• PROBLEM SET:
**a.** Translate this sentence from the passage on Tesla's battery plans into Spanish: "Musk said the gasoline-powered internal-combustion engine will one day be obsolete."
**b.** Write a continuation of the passage on Tesla's battery plans, starting after its final sentence.

Making a truly mass-market electric car and boosting Tesla’s current annual production to 20 million cars will require vastly more batteries than are currently being produced from a handful of suppliers around the world. So Musk plans to expand global capacity by manufacturing battery cells in-house to supplement what it can buy.

“Today’s batteries can’t scale fast enough,” said Musk, who is driven in part by the need to find sustainable energy sources. “There’s a clear path to success but a ton of work to do.” Musk said the gasoline-powered internal-combustion engine will one day be obsolete.

Musk described an “incredible series of innovations with varying levels of difficulty,” said Venkat Viswanathan, a battery expert at Carnegie Mellon University. While battery-manufacturing advances are feasible and deliverable in the three-year time frame, Viswanathan thinks that chemistry developments will take longer.

If the planned innovations pay off, vehicle range could increase 54%, cost could decrease 56% and investment in gigafactories could decline 69%, said Andrew Baglino, Tesla’s senior vice president for powertrain and energy engineering.

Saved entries
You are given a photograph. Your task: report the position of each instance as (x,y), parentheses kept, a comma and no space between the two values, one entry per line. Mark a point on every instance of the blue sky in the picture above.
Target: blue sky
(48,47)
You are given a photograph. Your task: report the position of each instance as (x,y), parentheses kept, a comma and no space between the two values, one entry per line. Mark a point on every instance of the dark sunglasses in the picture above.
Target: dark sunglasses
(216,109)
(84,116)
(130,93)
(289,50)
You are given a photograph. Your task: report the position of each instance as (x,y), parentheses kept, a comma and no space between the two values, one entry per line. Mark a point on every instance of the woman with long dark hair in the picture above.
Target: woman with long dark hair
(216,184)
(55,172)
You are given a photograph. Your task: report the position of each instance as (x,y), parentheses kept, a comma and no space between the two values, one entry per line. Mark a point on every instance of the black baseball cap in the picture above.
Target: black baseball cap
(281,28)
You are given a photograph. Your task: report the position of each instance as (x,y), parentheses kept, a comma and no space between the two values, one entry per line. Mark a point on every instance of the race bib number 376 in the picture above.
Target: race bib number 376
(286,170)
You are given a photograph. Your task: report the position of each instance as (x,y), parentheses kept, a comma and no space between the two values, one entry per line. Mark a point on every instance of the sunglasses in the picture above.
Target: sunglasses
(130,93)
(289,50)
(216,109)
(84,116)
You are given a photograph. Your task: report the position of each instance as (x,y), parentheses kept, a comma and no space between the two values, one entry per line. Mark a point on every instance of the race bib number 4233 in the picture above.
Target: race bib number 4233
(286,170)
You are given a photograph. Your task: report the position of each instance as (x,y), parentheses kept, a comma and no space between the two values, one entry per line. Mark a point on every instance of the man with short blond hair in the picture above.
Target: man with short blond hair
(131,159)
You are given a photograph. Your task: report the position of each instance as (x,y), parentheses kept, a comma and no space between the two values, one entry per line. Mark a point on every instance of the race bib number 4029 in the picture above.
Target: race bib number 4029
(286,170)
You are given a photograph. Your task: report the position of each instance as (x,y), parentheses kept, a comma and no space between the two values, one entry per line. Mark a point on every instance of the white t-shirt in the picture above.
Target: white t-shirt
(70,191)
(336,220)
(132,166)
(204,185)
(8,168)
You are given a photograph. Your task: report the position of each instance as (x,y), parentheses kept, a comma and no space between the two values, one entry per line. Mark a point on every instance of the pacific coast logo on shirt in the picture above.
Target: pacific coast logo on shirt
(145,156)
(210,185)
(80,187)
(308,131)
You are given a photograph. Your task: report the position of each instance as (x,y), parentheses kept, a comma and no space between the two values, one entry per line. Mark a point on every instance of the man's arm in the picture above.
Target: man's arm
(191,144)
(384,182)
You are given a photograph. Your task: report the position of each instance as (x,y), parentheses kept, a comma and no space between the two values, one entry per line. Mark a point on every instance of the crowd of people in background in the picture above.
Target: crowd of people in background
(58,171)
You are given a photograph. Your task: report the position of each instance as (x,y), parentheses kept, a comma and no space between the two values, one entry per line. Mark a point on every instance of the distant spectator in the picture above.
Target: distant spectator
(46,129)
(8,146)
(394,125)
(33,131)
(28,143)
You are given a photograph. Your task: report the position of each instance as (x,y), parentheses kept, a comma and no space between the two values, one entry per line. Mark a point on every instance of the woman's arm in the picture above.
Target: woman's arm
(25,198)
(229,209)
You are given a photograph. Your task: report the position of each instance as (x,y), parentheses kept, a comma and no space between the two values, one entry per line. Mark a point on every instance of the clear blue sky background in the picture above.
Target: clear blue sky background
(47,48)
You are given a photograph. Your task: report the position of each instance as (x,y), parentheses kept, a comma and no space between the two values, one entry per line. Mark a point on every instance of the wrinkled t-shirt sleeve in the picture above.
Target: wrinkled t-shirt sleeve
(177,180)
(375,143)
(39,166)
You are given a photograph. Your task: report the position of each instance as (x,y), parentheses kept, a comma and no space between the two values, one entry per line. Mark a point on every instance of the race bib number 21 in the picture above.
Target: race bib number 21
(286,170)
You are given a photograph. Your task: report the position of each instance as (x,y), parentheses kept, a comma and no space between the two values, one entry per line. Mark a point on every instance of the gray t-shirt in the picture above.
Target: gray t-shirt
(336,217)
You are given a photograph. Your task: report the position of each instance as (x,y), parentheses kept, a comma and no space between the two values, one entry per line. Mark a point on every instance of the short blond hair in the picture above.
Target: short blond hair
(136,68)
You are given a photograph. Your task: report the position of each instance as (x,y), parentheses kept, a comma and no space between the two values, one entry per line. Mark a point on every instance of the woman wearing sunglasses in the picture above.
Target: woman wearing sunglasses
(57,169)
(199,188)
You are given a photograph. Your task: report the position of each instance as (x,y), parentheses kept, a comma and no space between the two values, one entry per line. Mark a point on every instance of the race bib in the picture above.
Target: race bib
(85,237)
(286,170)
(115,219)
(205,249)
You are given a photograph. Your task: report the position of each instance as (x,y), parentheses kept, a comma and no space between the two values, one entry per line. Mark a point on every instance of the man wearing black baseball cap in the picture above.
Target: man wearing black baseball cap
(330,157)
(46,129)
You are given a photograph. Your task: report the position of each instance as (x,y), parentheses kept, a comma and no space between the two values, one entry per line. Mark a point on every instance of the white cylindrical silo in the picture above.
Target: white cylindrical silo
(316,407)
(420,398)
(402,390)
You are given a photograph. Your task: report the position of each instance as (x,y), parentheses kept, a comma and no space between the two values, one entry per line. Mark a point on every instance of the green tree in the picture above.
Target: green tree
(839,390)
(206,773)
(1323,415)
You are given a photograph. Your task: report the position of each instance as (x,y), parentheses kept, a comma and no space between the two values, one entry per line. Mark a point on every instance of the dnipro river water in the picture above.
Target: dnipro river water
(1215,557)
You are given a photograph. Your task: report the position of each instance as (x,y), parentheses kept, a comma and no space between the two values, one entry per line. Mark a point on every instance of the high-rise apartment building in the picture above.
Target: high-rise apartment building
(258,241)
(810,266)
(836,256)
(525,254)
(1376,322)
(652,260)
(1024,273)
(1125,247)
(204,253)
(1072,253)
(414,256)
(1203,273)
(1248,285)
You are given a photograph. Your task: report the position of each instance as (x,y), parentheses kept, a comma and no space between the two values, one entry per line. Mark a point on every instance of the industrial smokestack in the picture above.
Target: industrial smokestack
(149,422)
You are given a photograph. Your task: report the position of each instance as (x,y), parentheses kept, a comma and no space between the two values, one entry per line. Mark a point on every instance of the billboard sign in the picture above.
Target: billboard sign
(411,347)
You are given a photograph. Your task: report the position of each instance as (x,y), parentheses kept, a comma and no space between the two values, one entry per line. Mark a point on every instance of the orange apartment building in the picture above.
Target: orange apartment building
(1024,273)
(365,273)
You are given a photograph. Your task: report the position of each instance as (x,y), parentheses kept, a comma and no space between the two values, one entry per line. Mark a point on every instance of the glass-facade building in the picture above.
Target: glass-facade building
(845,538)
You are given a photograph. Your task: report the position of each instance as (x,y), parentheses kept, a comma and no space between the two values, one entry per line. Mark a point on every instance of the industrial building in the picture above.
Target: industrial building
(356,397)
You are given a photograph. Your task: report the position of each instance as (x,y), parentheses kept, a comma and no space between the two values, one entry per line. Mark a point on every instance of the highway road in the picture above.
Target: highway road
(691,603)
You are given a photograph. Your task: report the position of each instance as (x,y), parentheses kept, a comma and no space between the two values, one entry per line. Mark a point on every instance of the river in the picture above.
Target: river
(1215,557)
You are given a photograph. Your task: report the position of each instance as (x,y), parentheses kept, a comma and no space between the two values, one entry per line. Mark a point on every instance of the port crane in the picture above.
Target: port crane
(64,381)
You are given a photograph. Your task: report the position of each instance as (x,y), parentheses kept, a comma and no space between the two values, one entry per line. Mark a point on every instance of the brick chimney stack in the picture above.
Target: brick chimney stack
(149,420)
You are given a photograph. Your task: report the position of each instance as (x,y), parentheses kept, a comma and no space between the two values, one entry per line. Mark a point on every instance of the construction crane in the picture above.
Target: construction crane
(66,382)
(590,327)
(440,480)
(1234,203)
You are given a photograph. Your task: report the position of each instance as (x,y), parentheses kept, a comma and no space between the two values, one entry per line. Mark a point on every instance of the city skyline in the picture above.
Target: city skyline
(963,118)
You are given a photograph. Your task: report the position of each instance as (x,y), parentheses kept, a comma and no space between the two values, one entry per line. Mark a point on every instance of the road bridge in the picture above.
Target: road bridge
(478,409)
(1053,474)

• RESULTS OF THE EXERCISE:
**a.** Musk dijo que el motor de combustión interna de gasolina algún día quedará obsoleto.

**b.**
BloombergNEF estimates Tesla’s pack prices were $128/kWh in 2019. A 56% cost reduction would bring prices down to $56/kWh. In addition to the pilot line for battery-cell production in Fremont, Musk said the company also will make cells at the factory that is under construction in Berlin.

Battery Cell ‘Leap’

Most global automakers have shied away from making their own battery cells, citing the high investment costs and their lack of expertise in an industry dominated mostly by Asian electronics manufactures such as Panasonic Corp. and LG Chem Ltd.

Musk said in a tweet Monday that Tesla will need to start producing its own battery cells to support its various products, even as it ramps up purchases from outside suppliers. He wrote that the company expects significant shortages of cells in 2022 and beyond unless it ramps up output of its own.

“I’m really surprised that they’re taking that leap themselves,” said Tony Posawatz, a consultant who led development of General Motors Co.’s plug-in hybrid Chevrolet Volt and now sits on the board of Lucid Motors Inc., a Tesla rival. “I think this is going to be a bit harder than what they think, and I don’t think we’ll see a lot of volume out of that for quite some time.”

Tesla’s most important and long-standing partner on batteries is Osaka-based Panasonic, but it also has smaller-scale agreements with Contemporary Amperex Technology Co., or CATL, in China’s Fujian province and South Korea’s LG Chem.

The highly technical Battery Day presentation included several nuggets of news that were overshadowed by the talk of cathodes and electrolytes. One example: The “Plaid” version of the Model S sedan — with a range of 520 miles — is now available to order, though the vehicle isn’t expected to go on sale until late 2021.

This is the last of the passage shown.